⟨

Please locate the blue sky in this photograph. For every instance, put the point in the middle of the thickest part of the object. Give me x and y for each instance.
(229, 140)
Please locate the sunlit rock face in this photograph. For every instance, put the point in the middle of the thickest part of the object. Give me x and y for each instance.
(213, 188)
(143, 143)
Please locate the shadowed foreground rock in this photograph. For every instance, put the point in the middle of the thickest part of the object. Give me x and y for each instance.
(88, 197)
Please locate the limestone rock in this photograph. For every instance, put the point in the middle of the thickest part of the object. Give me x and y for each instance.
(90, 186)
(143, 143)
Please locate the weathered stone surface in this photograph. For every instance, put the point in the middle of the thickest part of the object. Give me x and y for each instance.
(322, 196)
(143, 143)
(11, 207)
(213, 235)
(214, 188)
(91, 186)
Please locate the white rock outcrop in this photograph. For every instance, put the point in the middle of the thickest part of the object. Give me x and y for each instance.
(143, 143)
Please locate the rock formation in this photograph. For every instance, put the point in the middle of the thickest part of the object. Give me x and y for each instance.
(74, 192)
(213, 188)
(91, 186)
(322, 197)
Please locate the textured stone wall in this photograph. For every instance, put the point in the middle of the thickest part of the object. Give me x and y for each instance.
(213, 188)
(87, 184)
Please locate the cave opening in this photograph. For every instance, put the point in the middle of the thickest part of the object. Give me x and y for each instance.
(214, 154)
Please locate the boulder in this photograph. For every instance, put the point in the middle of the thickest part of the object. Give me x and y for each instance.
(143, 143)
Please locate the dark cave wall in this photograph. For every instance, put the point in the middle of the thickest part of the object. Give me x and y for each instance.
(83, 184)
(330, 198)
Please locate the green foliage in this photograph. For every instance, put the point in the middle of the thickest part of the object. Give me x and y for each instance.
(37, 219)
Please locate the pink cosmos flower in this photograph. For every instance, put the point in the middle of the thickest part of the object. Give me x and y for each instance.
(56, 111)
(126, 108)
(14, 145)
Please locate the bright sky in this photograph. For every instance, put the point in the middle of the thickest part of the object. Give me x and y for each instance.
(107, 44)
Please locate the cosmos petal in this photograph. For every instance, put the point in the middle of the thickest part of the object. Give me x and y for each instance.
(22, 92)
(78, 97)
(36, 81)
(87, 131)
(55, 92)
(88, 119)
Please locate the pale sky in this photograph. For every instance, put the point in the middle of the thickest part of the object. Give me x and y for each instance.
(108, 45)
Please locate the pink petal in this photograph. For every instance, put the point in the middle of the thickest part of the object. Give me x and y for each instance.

⟩

• _Exercise aim_
Rewrite every item above, swapping "thickest part" for "widest part" wherever it occurs and leaving everything else the same.

• _Response to the exercise_
Please locate the blue sky in this photograph. For every instance, put the point in the middle of the widest part of the object. Give me x and y for each instance.
(229, 140)
Please locate the sunlit rock face in this photograph. For every instance, put the point in the middle of the widest part of the object. Give me x and y for each instance.
(213, 188)
(143, 143)
Please locate the shadowed foreground rock in this photograph. For every instance, put the point in the middle of the widest part of the object. Give me x and y for each instance.
(88, 197)
Please locate the limestone rock in this photograph. For every instance, put the point in the middle of the widest part of the object. Give me x and y for each instance.
(90, 186)
(143, 143)
Please locate the weathered stone surface in this photograph. For every instance, put the point in the middle of the widest part of the object. Give me x and y for each instance.
(322, 196)
(143, 143)
(11, 207)
(213, 235)
(214, 188)
(91, 186)
Please locate the white rock outcrop in this photograph. For every instance, put the point in the middle of the widest part of the object. Give me x and y for each instance.
(143, 143)
Please locate the rock formation in this photograph. For every instance, put the point in the middle of the widest part of the object. Give me x and y for each instance.
(74, 192)
(213, 188)
(91, 186)
(322, 197)
Please locate the textured stone wall in this photograph. For every instance, put the point in the middle of the widest part of the object. Give me x and y for each instance.
(213, 188)
(87, 184)
Please locate the cave opening in this photograph. For every instance, put the point in the middle of the widest part of the object. Give me x and y for each instance.
(214, 154)
Please locate the boulder in this photograph. For every instance, put the point in the middle of the widest part of the object. Give me x and y for each instance.
(143, 143)
Please locate the dark cave wall in this photograph. For every instance, put the point in the middle of the widest part of the object. Give me x and y for each instance.
(83, 184)
(330, 198)
Please locate the green foliage in this photograph. For every instance, put the point in the middle of the widest part of the object. Give me x and y for each instance.
(37, 219)
Please locate the pink cosmos flower in this photograph. For every instance, put the point in the middle of the widest part of the object. Give me x and y for each instance.
(56, 111)
(126, 108)
(14, 145)
Please locate the bright sky in this photograph. For every instance, put the point in the middle of the widest part of the object. Give me x and y for each instance.
(107, 44)
Please locate the cosmos petal in this photograph. For every instance, put the point in the middle of the widest part of the object. Give me x and y for each instance.
(22, 92)
(78, 97)
(36, 81)
(87, 131)
(55, 92)
(88, 119)
Please locate the pale sky in this photograph. For every instance, put the point in the middle of the widest part of the object. Give me x and y for each instance.
(108, 45)
Please locate the pink petal in this photograph. For every instance, put the point in the middle of the widest part of the object. Give me x and y for each instance.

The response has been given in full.